**Work to complete**
Return every line of the records that contains the string "lion", treating uppercase and lowercase letters as different.

BEGIN Materials provided

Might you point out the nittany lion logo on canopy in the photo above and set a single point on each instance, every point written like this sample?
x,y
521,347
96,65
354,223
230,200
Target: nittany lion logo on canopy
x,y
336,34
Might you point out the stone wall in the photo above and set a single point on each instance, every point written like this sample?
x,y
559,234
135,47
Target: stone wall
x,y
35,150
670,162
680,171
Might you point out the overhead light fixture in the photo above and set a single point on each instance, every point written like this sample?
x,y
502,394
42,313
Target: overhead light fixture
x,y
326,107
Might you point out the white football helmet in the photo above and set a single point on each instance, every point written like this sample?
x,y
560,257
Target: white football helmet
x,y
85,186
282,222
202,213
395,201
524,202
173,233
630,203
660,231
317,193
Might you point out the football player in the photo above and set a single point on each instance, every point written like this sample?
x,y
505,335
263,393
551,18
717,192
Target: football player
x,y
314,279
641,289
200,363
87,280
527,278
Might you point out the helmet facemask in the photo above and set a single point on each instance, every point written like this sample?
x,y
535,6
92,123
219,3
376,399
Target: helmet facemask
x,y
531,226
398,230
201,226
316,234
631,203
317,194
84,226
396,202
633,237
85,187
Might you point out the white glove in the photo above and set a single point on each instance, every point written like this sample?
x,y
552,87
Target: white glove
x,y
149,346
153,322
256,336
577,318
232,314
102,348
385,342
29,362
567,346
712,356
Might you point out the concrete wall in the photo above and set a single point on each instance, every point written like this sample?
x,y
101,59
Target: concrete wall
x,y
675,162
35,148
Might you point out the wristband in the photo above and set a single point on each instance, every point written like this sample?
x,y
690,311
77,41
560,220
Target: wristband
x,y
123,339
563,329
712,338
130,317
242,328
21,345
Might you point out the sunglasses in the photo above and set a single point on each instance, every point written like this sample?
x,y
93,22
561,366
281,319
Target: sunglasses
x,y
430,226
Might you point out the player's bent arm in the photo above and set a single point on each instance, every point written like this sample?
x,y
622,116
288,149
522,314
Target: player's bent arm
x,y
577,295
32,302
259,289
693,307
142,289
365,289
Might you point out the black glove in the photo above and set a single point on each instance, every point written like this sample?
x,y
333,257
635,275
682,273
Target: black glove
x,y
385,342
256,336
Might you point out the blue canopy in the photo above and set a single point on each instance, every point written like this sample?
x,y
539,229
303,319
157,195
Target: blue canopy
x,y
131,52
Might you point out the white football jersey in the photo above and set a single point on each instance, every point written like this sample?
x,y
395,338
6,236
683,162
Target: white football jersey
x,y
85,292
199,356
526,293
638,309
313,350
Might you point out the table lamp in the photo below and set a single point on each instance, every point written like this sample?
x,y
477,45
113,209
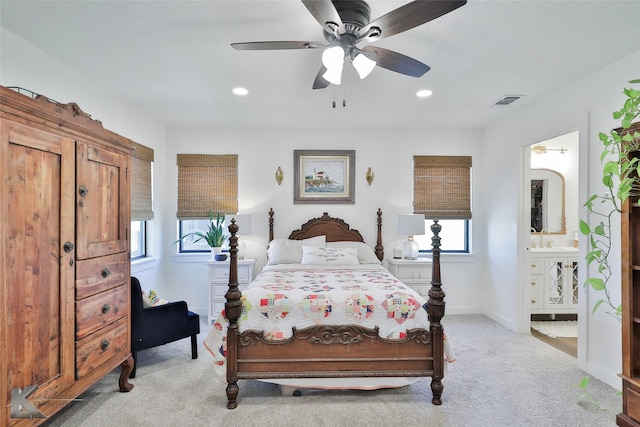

END Materials provided

**Task response**
Might you point out the nittany lion logo on canopy in the photo above and set a single point on each instance, every point written like this sample?
Target: nittany lion logo on canopy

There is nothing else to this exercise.